__Richiesta__:
Prosegui il testo sulle basse fermentazioni e sugli stili birrari cechi partendo subito dopo la sua ultima frase.

__Testo fornito__:
I birrifici artigianali italiani hanno creato basse fermentazioni sin dall’origine del nostro movimento, prendendo spesso ispirazione dalle cultura brassicola tedesca perché geograficamente a noi più vicina. Il mercato però si è ben presto orientato verso altre tipologie, per diversi motivi: l’ascesa di un modo diverso di intendere la birra artigianale, motivi pratici a livello produttivo e, non ultima, l’invasione di stili luppolati di stampo americano. Negli ultimi anni però si è sviluppato un rinnovato interesse per le basse fermentazioni e per le birre del patrimonio brassicolo tedesco e mitteleuropeo, interpretate dai birrifici italiani con un’inedita attenzione alle tradizioni continentali. Il riconoscimento internazionale delle Italian Pils ha spinto molti produttori a confrontarsi con la corrente inaugurata dalla Tipopils del Birrificio Italiano; poi il crescente interesse per le birre della Franconia ha esteso il fenomeno a tipologie come Keller, Landbier e Rauchbier. Successivamente i birrifici italiani hanno coperto il resto della cultura brassicola tedesca, proponendo Helles, Bock, Dunkel, Doppelbock e specialità regionali. Ora l’ultima fase di questa tendenza è nella riproposizione degli stili della Repubblica Ceca, fino a oggi praticamente ignorati dai birrai italiani.
A livello internazionale la cultura brassicola della Repubblica Ceca ha sempre vissuto all’ombra di quella tedesca. L’unico stile ceco ampiamente conosciuto è quello delle Bohemian Pils e non potrebbe essere altrimenti per il peso storico che ha avuto nell’evoluzione della nostra bevanda. Le altre tipologie locali sono però spesso considerate semplici variazioni delle cugine tedesche: ad esempio le birre ambrate sono associate alle Dunkel o alle Vienna e le birre scure alle Schwarz, nonostante esistano sottili differenze. Questa subordinazione dipende da motivi storici e dall’effettiva similitudine con le produzioni tradizionali tedesche, ma anche dalla mancanza di una classificazione semplice ed efficace. In Repubblica Ceca infatti le birre sono individuate non da denominazioni stilistiche, ma dalla combinazione tra il la densità del mosto e il colore: ad esempio le Lager chiare quotidiane si chiamano Svêtlè Vycepní, cioè birre chiare (svêtlè) di densità compresa tra 8 e 10 (výčepní).

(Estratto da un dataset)
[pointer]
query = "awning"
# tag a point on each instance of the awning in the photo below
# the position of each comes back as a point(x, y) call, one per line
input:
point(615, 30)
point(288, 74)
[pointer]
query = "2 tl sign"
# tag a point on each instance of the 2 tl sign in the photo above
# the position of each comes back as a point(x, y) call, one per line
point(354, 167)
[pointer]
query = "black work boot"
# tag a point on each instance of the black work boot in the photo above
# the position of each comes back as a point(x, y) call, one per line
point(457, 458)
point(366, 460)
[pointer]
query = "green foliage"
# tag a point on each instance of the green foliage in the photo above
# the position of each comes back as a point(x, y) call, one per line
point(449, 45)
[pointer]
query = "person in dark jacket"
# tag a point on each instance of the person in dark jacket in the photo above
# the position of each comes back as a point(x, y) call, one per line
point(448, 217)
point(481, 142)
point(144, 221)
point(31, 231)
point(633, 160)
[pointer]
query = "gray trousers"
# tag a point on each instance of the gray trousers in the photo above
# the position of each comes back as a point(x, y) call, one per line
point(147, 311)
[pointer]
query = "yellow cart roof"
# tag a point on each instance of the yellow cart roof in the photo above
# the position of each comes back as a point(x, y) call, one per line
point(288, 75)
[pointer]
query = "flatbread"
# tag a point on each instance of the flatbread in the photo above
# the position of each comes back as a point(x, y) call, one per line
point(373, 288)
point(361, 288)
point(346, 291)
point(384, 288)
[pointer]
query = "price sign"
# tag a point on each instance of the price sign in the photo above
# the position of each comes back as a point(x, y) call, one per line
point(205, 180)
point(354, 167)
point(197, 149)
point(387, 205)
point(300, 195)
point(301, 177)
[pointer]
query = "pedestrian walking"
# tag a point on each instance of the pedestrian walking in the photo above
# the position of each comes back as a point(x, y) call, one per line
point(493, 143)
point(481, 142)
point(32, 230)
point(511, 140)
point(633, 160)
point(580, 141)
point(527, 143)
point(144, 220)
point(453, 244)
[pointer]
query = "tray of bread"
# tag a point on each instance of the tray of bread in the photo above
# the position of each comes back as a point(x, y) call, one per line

__Risposta qui sotto__:
Nonostante l’accostamento che spesso viene fatto con gli stili tedeschi, come accennato quelli cechi presentano alcune differenze. Come riportato dalle Style Guidelines del BJCP, in genere le birre della Repubblica Ceca sono meno attenuate rispetto alle cugine della Germania. La presenza di un residuo non fermentato all’interno del prodotto finito ha ripercussioni in termini organolettici, in particolare sulla percezione del corpo (più pieno) e sulla complessità del profilo aromatico. Parliamo pur sempre di sottigliezze, ma sono elementi da tenere a mente quando si parla di stili di origine ceca. Un’altra differenza riguarda la presenza di diacetile, un tratto immancabile in molte birre tradizionali della Repubblica Ceca, che talvolta però supera i limiti dell’accettabile. Secondo il BJCP la maggiore ricchezza delle birre ceche rispetto a quelle tedesche dipenderebbe anche dal ricorso alla doppia decozione, ma su questo passaggio è meglio mantenere il beneficio del dubbio.
Tutta questa premessa è indispensabile per capire l’interesse di alcuni birrifici italiani nei confronti della cultura brassicola ceca. L’obiettivo infatti è non solo proporre qualcosa di diverso da ciò che offre il mercato, ma anche restituire dignità alle birre della Repubblica Ceca sottolineando proprio le differenze con quelle tedesche. Se non andiamo errati la prima birra italiana esplicitamente ispirata dalle tipologie ceche è stata la Pavel (5,5%) del birrificio pugliese Lieviteria, non nuovo ad abbracciare stili di nicchia o comunque poco o per niente battuti in Italia. È una Tmavè, cioè una birra scura che ricorda solo vagamente le Schwarzbier tedesche: c’è il tocco torrefatto dei malti scuri, ma anche una piacevole componente caramellata e le note pepate ed erbacee del luppolo Saaz. Quando il birraio Angelo Ruggiero la propose sul mercato sembrò un azzardo destinato a fallire in breve tempo, soprattutto a causa della poca predisposizione dei consumatori italiani con le birre scure, figuriamoci se appartenenti a stili poco conosciuti. Oggi invece la Pavel è una delle birre di punta di Lieviteria.
C’è un’altra birra italiana espressamente ispirata alle Tmavè, che il giovanissimo Shire Brewing ha lanciato sul mercato lo scorso febbraio. Si chiama Matka (5%) e conferma la predilezione del marchio laziale per gli antichi stili europei, spesso proposti senza badare troppo (almeno apparentemente) ai calcoli di mercato. La descrizione che ne è stata fatta sulla pagina Facebook di Shire, oltre a fornire molti dettagli, riassume perfettamente le differenze con la Schwarzbier tedesche:
Tradizionalmente prodotta in decozione e con l’acqua dolce tipica degli stili cechi per esaltare la componente maltata, questa birra è paragonabile ad una Schwarz tedesca, con maggior ricchezza di malto e luppolatura più spinta. Malto base Bohemian Pilsner con una ricca miscela di Munich, Carabohemian, Carafa Special III, Caramunich I. Luppolatura, ovviamente, affidata al tradizionale Saaz ceco. Lievito LG37 di Atecnos.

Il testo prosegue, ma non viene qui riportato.